Operating and administrative expenses

 

The major categories of operating and administrative expenses include store direct expenses associated with displaying and selling at the store level (primarily labor and related fringe benefit costs) advertising and marketing costs, overhead costs and corporate office costs.

 

Operating and administrative expenses from continuing operations increased $3.9 million, or 6.6 percent, to $64.3 million for the second quarter 2005 as compared to $60.4 million for the second quarter 2004.

 

As a percentage of sales, operating and administrative expenses increased to 13.3 percent for the second quarter 2005 from 13.2 percent for the second quarter 2004. The 0.1 percent increase primarily related to a 0.37 percent increase in corporate expenses including information technology spending and legal fees, partially offset by a 0.26 percent decrease in incentive compensation costs. The second quarter 2005 expenses for store operations as a percentage of sales decreased slightly from the second quarter 2004.

 

Interest expense, net

 

Interest expense, net decreased to $2.2 million for the second quarter 2005 as compared to $3.7 million for the second quarter 2004. The year-to-year decrease was primarily due to the lower average debt outstanding and lower effective rate resulting from the expiration of an interest collar agreement in the fourth quarter 2004. At the end of the second quarter 2005, the outstanding balance on the revolving credit facility was $30.0 million, compared with $35.0 million at the end of the second quarter 2004.

**Provided information:**
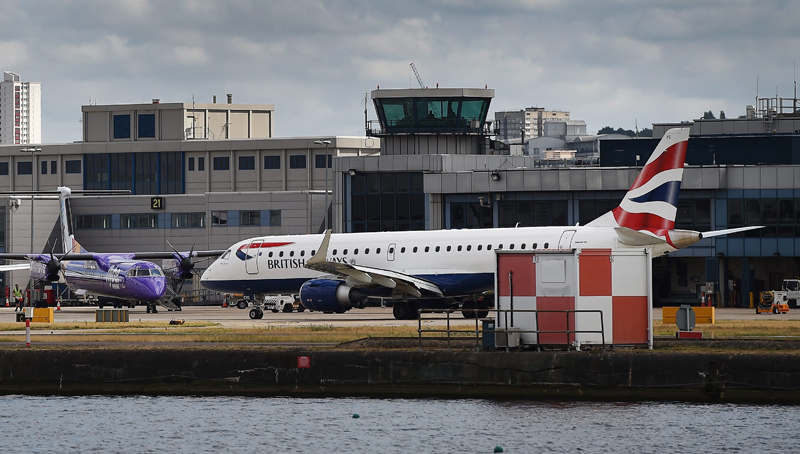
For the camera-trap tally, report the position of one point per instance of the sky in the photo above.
(618, 63)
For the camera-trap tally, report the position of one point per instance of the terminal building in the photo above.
(208, 175)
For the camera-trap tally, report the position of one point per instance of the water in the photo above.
(243, 425)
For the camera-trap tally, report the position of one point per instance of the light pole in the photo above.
(32, 151)
(326, 142)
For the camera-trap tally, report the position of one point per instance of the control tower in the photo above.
(432, 121)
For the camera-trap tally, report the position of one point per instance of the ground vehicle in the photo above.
(274, 303)
(792, 289)
(775, 301)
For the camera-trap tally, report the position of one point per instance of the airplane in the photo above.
(116, 278)
(337, 272)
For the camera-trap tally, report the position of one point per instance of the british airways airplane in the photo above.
(118, 278)
(336, 272)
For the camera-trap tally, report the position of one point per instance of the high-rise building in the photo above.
(20, 110)
(510, 124)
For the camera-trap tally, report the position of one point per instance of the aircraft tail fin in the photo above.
(71, 245)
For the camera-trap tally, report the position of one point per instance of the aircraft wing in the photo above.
(171, 255)
(370, 276)
(729, 231)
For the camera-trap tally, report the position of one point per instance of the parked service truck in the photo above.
(792, 289)
(274, 303)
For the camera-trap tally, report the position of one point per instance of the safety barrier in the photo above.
(111, 315)
(702, 314)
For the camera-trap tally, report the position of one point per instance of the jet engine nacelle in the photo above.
(329, 295)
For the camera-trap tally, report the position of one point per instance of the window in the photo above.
(297, 161)
(147, 126)
(247, 162)
(249, 217)
(138, 221)
(222, 163)
(122, 126)
(272, 162)
(386, 202)
(72, 166)
(274, 218)
(219, 218)
(188, 220)
(92, 221)
(319, 161)
(24, 168)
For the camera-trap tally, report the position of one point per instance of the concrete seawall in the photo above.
(236, 370)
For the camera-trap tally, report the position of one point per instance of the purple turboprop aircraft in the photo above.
(115, 278)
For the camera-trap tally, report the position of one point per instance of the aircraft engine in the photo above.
(328, 295)
(52, 270)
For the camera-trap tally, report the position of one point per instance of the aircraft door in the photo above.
(251, 257)
(565, 242)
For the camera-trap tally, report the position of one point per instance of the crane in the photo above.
(419, 79)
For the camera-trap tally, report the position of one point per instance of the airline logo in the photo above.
(250, 250)
(651, 203)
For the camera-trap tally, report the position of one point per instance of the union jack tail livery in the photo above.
(650, 205)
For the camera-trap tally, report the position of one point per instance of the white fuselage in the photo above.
(458, 261)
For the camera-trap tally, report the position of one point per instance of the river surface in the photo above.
(359, 425)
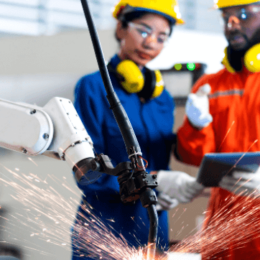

**Problems and tasks:**
1. Answer these questions using the expense discussion:
(a) By how many dollars and by what percentage did operating and administrative expenses from continuing operations increase in the second quarter 2005?
(b) What was interest expense, net for the second quarter 2005?
(c) What was the outstanding balance on the revolving credit facility at the end of the second quarter 2005?
2. Reproduce the portion of the expense discussion between "The major categories" and "corporate office costs.", inclusive.
The records are unrelated to the expense discussion and should be treated as separate material.

**Solutions per task:**
1.
(a) $3.9 million, or 6.6 percent
(b) $2.2 million
(c) $30.0 million

2.
The major categories of operating and administrative expenses include store direct expenses associated with displaying and selling at the store level (primarily labor and related fringe benefit costs) advertising and marketing costs, overhead costs and corporate office costs.